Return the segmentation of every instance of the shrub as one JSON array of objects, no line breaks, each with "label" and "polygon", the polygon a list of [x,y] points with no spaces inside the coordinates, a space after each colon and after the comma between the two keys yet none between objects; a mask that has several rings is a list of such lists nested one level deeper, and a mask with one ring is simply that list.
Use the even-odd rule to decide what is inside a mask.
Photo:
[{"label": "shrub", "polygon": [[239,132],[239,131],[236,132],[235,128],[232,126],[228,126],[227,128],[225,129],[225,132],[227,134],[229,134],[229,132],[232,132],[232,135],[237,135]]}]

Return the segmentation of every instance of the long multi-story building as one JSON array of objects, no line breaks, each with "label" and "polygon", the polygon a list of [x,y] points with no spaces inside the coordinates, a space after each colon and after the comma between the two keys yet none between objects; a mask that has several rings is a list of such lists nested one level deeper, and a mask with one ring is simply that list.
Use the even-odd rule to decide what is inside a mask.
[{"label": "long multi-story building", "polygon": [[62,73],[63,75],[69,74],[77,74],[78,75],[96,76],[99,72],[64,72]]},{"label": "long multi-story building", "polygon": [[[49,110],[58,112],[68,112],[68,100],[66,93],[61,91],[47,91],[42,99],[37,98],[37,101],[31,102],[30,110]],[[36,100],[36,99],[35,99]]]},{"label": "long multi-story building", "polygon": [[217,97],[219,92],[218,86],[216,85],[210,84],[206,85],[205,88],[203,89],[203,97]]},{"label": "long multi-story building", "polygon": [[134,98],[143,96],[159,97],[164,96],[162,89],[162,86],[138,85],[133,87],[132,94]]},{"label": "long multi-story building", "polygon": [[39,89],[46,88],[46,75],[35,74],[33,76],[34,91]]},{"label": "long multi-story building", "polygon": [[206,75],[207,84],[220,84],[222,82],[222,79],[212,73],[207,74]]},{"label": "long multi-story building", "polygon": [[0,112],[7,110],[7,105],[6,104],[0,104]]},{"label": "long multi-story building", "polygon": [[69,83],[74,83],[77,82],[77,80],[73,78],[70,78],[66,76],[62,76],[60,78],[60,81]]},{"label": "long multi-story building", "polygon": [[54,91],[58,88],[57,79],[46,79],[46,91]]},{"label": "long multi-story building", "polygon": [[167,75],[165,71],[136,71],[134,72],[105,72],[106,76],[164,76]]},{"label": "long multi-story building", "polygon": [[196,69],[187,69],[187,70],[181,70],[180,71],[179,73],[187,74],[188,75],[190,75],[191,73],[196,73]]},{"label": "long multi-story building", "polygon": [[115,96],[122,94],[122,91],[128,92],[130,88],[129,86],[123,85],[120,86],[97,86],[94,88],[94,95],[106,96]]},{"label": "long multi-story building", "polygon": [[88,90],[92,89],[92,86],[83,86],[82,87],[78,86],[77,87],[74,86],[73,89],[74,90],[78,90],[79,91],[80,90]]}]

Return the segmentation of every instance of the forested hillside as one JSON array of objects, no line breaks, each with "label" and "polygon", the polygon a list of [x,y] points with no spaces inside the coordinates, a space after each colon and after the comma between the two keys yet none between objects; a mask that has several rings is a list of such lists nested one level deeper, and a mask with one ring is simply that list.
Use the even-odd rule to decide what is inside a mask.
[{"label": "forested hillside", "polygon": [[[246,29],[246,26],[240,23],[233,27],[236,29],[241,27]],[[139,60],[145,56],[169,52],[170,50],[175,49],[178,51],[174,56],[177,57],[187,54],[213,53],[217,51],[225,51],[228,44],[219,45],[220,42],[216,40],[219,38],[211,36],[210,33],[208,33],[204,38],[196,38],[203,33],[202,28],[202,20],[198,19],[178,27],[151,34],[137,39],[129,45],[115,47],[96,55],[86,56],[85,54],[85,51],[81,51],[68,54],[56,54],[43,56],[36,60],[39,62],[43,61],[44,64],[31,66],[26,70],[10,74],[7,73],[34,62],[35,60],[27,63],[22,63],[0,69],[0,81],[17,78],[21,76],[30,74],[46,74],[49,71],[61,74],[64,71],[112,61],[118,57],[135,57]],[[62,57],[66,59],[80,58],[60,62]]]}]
:::::
**Exercise instructions:** Copy the lines from the one containing "Return the segmentation of every instance of the forested" through the end of the records, character for character and with nothing added.

**The solution:**
Return the segmentation of every instance of the forested hillside as one JSON array of objects, no line breaks, each with "label" and "polygon", the polygon a list of [x,y] points with no spaces inside the coordinates, a space after each colon and after the comma between the two keys yet none between objects; a mask that has several rings is a list of such lists nested one level deeper, and a mask with one ring is simply that list.
Use the even-odd rule to decide what is inside a mask.
[{"label": "forested hillside", "polygon": [[[246,29],[246,26],[240,23],[233,27],[236,29],[241,27]],[[139,60],[145,56],[169,52],[170,50],[175,49],[178,51],[174,56],[177,57],[187,54],[213,53],[217,51],[225,51],[228,44],[219,45],[220,42],[216,40],[219,38],[211,36],[210,33],[208,33],[204,38],[196,38],[203,33],[202,28],[202,20],[198,19],[178,27],[151,34],[137,39],[129,45],[115,47],[96,55],[86,56],[85,54],[85,51],[81,51],[68,54],[56,54],[43,56],[36,60],[39,62],[43,61],[44,64],[31,66],[26,70],[10,74],[7,73],[34,62],[35,60],[27,63],[22,63],[0,69],[0,81],[17,78],[21,76],[30,74],[46,74],[49,71],[61,74],[64,71],[112,61],[118,57],[135,57]],[[62,57],[66,59],[80,58],[60,62]]]}]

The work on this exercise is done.